> **Work to complete**:
(1) In the poetry interview transcript, what subject did David Vogler teach?
(2) Write the next part of the poetry interview transcript, picking up after its final line.

> **Excerpted text**:

AA: [laughs] Let's pretend there are two.

SLY: [chuckles] Let's pretend there are two. I mean, one is for me, the obvious, which is, the conversation in poetry lends itself to that.

AA: Mm; mm-hmm.

SLY: Like, I've been given permission to borrow a line that you've cast. I mean, you don't know which line I will hook on to, but that's what we're going for, is that there's something in what you've written previously; you're casting the whole poem forward and inviting me to find something, and this happened really quickly this time. The second reason also is that, in the larger scheme of things, I think we're always in conversation with all the poets that have come before, and– whether we realize it or not. And the– the older I've gotten, and hopefully there's some element of wiser, I've leaned more into allowing myself to be in conversation rather than thinking I have to be the rogue lone wolf out there.

AA: Yeah.

SLY: And I will tell you just a really quick anecdote. When I was in college, I had to defend my thesis. It was an honors thesis and it was a manuscript of poetry. So I have my committee of my beloved professors. And, you know, I'm anxious; this is going to seal whether I get honors or not and all that academic jazz.

AA: Yeah. 

SLY: And my professor, David Vogler, who was a government professor, not– not an English professor — and– and they wanted you to have someone that was not in your discipline also on the– in the constellation, and I was almost a double major in American Government and Poetry, well, in Creative Writing, at Wheaton. So I invited David Vogler, and he asked me the question that I would have expected to come from the English professor. And he– he asked, “Who has most inspired you as you've been writing this work?” And I am a fool; I'm a fool at 21.

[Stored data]
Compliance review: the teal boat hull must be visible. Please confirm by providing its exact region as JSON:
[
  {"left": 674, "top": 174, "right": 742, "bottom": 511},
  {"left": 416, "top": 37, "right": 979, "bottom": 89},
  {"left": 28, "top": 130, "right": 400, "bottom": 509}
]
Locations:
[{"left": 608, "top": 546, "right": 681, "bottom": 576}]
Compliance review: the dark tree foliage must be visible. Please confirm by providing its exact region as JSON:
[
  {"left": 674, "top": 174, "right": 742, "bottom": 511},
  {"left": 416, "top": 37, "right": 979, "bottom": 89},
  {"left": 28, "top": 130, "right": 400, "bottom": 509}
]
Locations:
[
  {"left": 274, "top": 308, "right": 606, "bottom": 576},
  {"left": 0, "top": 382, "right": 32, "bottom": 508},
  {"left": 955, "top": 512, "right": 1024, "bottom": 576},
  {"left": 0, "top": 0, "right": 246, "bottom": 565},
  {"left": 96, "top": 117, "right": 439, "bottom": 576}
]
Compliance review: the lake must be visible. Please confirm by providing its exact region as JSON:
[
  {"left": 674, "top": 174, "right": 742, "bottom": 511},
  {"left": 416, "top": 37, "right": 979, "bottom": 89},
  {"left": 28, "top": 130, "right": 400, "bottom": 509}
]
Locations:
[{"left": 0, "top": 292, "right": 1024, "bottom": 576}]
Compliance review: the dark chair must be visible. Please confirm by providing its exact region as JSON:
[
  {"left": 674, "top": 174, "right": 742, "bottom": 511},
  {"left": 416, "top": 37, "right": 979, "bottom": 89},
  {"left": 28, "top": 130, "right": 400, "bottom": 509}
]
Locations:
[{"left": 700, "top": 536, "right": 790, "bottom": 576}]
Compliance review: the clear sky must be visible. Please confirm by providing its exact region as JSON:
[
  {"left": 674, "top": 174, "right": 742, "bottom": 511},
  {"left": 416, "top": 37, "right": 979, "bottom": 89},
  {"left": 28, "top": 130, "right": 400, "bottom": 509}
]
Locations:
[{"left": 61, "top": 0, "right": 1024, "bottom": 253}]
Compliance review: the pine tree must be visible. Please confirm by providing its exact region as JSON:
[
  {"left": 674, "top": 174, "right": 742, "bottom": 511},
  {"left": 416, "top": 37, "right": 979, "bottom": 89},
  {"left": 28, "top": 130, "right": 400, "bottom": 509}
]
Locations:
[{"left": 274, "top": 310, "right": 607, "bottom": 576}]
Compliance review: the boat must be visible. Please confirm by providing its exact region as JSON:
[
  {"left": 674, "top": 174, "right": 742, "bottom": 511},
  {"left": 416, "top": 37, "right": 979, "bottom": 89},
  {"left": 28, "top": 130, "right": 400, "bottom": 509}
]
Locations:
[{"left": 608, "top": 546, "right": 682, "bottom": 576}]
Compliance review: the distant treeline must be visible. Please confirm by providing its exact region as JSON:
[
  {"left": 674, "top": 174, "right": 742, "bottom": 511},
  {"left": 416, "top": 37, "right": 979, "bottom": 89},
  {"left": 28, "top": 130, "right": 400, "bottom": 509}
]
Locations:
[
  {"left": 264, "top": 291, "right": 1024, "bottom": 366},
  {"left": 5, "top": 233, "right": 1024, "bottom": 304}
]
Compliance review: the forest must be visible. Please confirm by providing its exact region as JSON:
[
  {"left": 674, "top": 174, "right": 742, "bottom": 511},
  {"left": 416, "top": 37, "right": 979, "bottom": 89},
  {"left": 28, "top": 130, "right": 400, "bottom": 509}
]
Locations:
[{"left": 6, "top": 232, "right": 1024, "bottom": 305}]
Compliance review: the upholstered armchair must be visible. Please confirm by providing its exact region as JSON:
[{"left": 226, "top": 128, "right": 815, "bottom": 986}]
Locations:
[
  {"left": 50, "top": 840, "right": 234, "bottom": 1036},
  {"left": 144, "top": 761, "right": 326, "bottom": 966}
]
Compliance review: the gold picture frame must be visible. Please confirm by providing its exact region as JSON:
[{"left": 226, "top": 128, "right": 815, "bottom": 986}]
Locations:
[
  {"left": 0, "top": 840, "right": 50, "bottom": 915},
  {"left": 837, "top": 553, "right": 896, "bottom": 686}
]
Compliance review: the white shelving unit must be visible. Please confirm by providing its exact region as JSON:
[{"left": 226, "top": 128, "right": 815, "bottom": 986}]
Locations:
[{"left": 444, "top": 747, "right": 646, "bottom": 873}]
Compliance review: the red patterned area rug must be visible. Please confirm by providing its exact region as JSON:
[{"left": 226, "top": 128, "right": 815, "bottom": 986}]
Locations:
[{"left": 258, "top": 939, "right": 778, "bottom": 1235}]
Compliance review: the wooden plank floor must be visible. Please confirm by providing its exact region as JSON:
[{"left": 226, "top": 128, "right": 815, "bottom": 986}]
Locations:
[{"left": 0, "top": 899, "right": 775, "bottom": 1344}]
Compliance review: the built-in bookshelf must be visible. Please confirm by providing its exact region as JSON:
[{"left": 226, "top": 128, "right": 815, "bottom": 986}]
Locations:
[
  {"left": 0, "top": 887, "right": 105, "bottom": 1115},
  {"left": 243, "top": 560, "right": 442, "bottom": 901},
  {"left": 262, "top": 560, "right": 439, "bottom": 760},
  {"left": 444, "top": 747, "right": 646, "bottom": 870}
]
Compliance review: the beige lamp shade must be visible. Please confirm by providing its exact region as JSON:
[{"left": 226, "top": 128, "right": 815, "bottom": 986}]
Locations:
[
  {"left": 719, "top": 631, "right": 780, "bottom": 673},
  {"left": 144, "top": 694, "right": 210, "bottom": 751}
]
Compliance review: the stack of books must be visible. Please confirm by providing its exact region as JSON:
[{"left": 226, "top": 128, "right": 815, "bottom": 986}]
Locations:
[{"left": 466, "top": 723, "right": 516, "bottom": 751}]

> **Per-task outputs**:
(1) Government; he was a government professor, not an English professor.

(2)
AA: [laughs]

SLY: And it's okay, 21-year-olds, any of you 21-year-olds out there listening; you're fine. You're exactly where you're supposed to be. It's different wisdoms. It's okay.

AA: We talked about containing multitudes last episode. Everyone contains multitudes. [chuckles]

SLY: [chuckles] There it is; there it is. More power to all of us, yes!

AA: [chuckles] Yeah.

SLY: The other critical element here is I was horribly, horribly, horribly under-read. I did not read a lot of poetry. There were not a lot of poets that were these, like, anchors that, like, really grounded me. I just did not know how to listen well. And my 21-year-old, most arrogant answer was that I was inspired by myself.

AA: Oh! Not a good look. [laughs]

SLY: [laughs] Not a good– not a good answer.

AA: Wow!

SLY: But I– I was sincere. Like, an answer that I had no business giving, I thought was brilliant.

AA: [laughs]

SLY: I thought I was, like, subverting everything by saying that answer. So how is this an answer to the question? [laughs] I don't know.

AA: [laughs] Well, so I think this is a– this is a door, or maybe it's a window that we're going to have to, like, boost ourselves through [laughs]; crawl through. [chuckles] But you've said two things that I really like. One of them is this idea of listening, right? You talk about how you didn't really know how to listen back then. And then you also referenced this multidisciplinary crew of people who were, effectively, evaluating you. And that is so important to– to recognize as creators, right? We can be inspired across disciplines and across genres. So something that comes to mind for me is that, you know, a writer can inspire a writer, and that's what we're talking about here: you know, Ada Limón inspires me; you know, a line that I wrote inspired your poem, the “Ecdysis Sonnet.” But that can be, kind of, exploded in a way, and you can go to other genres.

SLY: Yes.

AA: There's this novel by the Danish writer Olga Ravn, and it's called The Employees,  and it's the series of vignettes that are inspired by the sculpture and installation work of Lea Gulditte Hestelund. So you can find so many places to inspire the work that you're doing that don't necessarily have to be super direct. And I like that you're intimating that there are these conversation points that don't always have to be that one way or linear.

SLY: Yeah, we don't have to– and we don't have to keep them secret.

AA: Yeah.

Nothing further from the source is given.